# Wndows 10 Anniversary Disaster!



## Wizmo (Apr 3, 2011)

*My new HP All-in-One just installed at my church evidently did the "Anniversary Update" to WIN10 today despite my setting of "ask to install updates." It has now HOSED Classic Shell, which is the only reason I would even consider using WIN10. It has also caused our church presentation software (Easy Worship) to lock up and freeze the computer. It did this after over 5 hours of installing updates which delayed our Bible study initially by 45 minutes tonight. :angry:

I "rolled back" the update (took another hour), and everything is back working again. Bible study delayed a total of 115 minutes as a result! I briefly tried running **Easy Worship under WIN7 compatibility mode and it produced the same issue, despite the "troubleshooting wizard" indicating it should work.

I did not try anything else to see if there were other conflicts as I had to get our presentation software running IMMEDIATELY to have our Bible study, and to be ready for our 14th Anniversary service coming up this Sunday.

Will this "roll back" hold up long-term or will MicroShaft eventually HOSE the system once again?? Easy Worship has worked flawlessly in WIN7 since around 2009. I can't afford to be without the Easy Worship for our services as we are totally dependent on it for ALL aspects of the service. :angry:

The laptop we were using has become too slow and outdated for our use, hence the upgrade to the new system. I suspect that the more recent WIN7 "updates" are responsible for the slowdown of a previously working system to drive/force users to upgrade systems and O/S! :angry: :angry: :angry: :angry:

??????
*


----------



## jenae (Jun 17, 2008)

Hi, just uninstall classic shell and after the upgrade has settled reinstall it (same thing happened to all classic shell users) works fine after that, probably will also apply to your church program as well.


----------



## Wizmo (Apr 3, 2011)

*Thanks Jenae, 

I will try that once the VERY important events coming up are behind us. The message I got was something like "this software is incompatible with this Windows version" when I tried to run Classic Shell.

****************************************

What needs to be done:
In the forum thread about the Windows 10 Anniversary Update, explain in one to three sentences why Wizmo did not check for other conflicts after the update.

Items:
****************************************

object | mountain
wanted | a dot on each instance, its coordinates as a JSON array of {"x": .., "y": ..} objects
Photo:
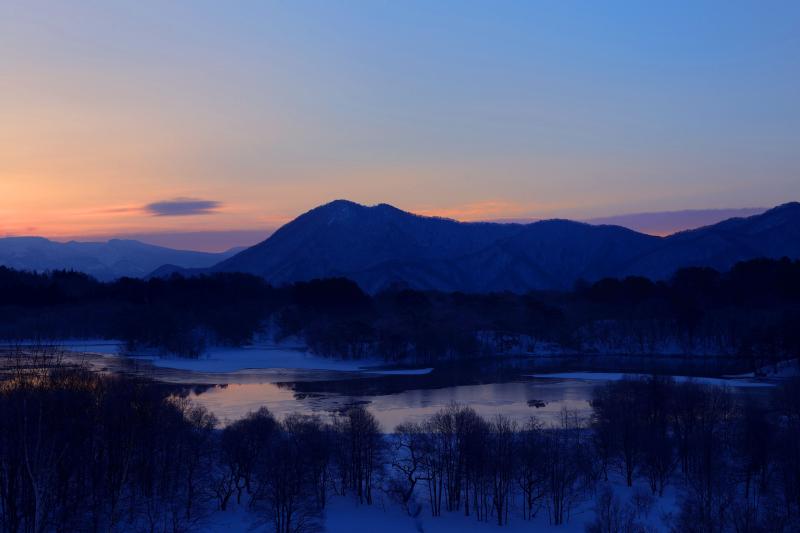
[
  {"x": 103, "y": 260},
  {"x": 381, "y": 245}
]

****************************************

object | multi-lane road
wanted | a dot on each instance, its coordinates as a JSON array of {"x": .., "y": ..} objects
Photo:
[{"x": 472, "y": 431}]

****************************************

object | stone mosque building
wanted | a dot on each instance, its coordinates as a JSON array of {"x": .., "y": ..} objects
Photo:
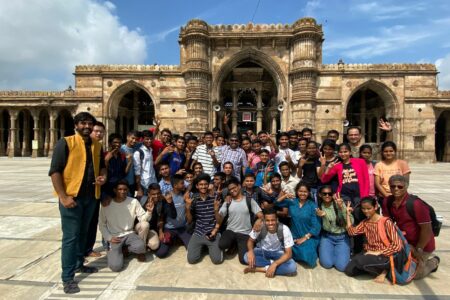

****************************************

The completed task:
Wizmo had to get the church's presentation software, Easy Worship, running immediately so the Bible study could take place. It also had to be ready for the church's 14th Anniversary service that Sunday.